*What is being asked*.
Please copy the records starting at the line containing "the green foliage" and ending at the line containing "383,404,483,563", swapping "life vest" for "life jacket" and leaving everything else unchanged. Return only those lines.

· · · · ·

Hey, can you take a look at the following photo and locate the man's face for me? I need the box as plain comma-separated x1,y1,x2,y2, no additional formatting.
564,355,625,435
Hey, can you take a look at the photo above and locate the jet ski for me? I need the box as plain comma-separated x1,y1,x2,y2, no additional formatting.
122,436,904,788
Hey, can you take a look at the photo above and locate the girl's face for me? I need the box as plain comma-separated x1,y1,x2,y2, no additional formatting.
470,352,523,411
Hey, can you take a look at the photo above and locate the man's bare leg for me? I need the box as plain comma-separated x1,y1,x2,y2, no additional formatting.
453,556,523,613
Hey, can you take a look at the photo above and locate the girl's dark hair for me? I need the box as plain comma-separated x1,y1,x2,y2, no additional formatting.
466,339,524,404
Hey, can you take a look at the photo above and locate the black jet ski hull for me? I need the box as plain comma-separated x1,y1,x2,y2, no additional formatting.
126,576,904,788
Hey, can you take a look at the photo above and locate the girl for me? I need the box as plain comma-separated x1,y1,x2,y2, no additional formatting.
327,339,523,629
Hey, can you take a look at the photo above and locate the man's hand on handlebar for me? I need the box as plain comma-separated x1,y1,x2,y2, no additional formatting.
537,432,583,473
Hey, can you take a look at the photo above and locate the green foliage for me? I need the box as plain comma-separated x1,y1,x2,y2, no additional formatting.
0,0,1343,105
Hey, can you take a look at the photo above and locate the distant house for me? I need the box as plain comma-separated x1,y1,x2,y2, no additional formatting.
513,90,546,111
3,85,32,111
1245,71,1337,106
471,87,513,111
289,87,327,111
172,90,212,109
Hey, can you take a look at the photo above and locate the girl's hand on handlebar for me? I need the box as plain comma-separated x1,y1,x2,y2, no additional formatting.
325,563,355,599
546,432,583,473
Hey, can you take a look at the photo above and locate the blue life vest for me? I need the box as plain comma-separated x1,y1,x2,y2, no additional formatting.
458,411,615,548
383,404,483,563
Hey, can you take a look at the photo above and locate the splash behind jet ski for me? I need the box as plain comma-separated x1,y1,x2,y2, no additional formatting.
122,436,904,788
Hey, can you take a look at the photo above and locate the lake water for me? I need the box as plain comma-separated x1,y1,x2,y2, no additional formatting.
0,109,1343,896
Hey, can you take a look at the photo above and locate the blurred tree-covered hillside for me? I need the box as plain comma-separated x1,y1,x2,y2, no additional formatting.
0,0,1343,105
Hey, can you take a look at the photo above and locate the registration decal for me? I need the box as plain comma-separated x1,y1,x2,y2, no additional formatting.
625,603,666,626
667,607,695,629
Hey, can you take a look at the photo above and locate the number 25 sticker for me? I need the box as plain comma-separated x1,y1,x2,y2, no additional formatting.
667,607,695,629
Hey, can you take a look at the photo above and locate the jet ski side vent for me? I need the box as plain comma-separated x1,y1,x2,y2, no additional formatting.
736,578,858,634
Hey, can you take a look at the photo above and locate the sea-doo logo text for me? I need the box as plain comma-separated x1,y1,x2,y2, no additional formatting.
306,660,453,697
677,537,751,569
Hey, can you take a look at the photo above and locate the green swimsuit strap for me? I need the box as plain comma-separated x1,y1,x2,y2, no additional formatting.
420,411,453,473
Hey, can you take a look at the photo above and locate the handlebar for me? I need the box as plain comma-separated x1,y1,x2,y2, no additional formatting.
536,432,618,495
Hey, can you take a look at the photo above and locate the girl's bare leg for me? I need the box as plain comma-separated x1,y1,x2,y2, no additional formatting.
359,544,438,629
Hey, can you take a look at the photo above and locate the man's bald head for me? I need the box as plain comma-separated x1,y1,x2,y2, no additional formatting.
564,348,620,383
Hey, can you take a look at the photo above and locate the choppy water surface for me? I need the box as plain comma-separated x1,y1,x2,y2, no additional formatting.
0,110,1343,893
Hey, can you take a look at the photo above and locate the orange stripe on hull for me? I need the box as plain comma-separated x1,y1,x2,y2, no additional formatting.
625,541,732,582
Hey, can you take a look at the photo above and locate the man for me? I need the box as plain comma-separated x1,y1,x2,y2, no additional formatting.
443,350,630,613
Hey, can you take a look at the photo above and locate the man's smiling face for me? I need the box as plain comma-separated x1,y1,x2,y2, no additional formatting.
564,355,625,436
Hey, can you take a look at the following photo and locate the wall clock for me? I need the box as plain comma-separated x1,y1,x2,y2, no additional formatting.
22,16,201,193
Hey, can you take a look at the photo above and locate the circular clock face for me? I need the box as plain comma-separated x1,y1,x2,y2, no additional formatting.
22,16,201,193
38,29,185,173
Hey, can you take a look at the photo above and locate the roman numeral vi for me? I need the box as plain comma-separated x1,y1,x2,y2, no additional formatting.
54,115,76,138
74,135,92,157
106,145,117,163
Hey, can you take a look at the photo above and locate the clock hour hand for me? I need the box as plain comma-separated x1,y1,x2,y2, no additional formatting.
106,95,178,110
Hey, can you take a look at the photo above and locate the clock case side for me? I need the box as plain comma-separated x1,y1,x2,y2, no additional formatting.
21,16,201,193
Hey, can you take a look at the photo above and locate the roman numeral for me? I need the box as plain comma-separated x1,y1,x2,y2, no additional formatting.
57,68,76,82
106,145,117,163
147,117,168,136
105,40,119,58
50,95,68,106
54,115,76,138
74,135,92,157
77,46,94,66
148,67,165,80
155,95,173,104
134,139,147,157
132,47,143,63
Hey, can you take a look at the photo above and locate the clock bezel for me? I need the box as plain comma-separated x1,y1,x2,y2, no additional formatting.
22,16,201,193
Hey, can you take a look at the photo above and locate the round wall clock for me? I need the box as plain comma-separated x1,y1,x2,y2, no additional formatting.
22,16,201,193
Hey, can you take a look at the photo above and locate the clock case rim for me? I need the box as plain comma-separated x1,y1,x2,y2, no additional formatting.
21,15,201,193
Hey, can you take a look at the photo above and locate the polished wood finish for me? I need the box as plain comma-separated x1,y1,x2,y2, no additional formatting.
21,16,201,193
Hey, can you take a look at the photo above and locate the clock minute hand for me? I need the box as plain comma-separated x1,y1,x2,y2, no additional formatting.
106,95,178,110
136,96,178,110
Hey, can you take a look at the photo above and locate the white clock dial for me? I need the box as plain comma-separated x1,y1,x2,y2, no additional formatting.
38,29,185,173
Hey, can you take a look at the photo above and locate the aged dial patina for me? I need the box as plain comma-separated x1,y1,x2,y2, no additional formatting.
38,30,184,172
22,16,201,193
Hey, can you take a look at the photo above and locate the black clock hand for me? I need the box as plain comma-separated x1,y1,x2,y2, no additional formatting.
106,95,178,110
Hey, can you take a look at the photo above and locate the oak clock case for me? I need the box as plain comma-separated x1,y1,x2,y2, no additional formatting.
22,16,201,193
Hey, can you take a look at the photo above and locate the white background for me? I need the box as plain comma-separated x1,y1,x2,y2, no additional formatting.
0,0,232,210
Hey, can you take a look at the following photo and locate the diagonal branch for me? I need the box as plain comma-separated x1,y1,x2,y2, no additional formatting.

· · · · ·

*Output for this exercise*.
Hey, can you take a look at the photo above and locate the green foliage for me? I need the box as plain comma-separated x1,y1,x2,y2, no additional formatting.
0,0,1343,105
Hey, can you take a look at the photo above and locate the distant house for me? I need the box as plain comma-separated x1,y1,x2,y2, no additional formatting.
513,90,546,111
3,85,32,111
1245,71,1337,106
471,87,513,111
289,87,327,111
172,90,212,109
Hey, can you take a look at the photo above and locate the girl's hand on handlebar for me? I need the box as plain comma-separated x1,y1,x2,y2, no additional formatting.
325,563,355,599
546,432,583,473
Hey, can you take a look at the photo above and locate the blue life jacket for me? I need the box as plain comma-separated x1,y1,x2,y2, no additional formatting.
458,411,615,548
383,404,483,563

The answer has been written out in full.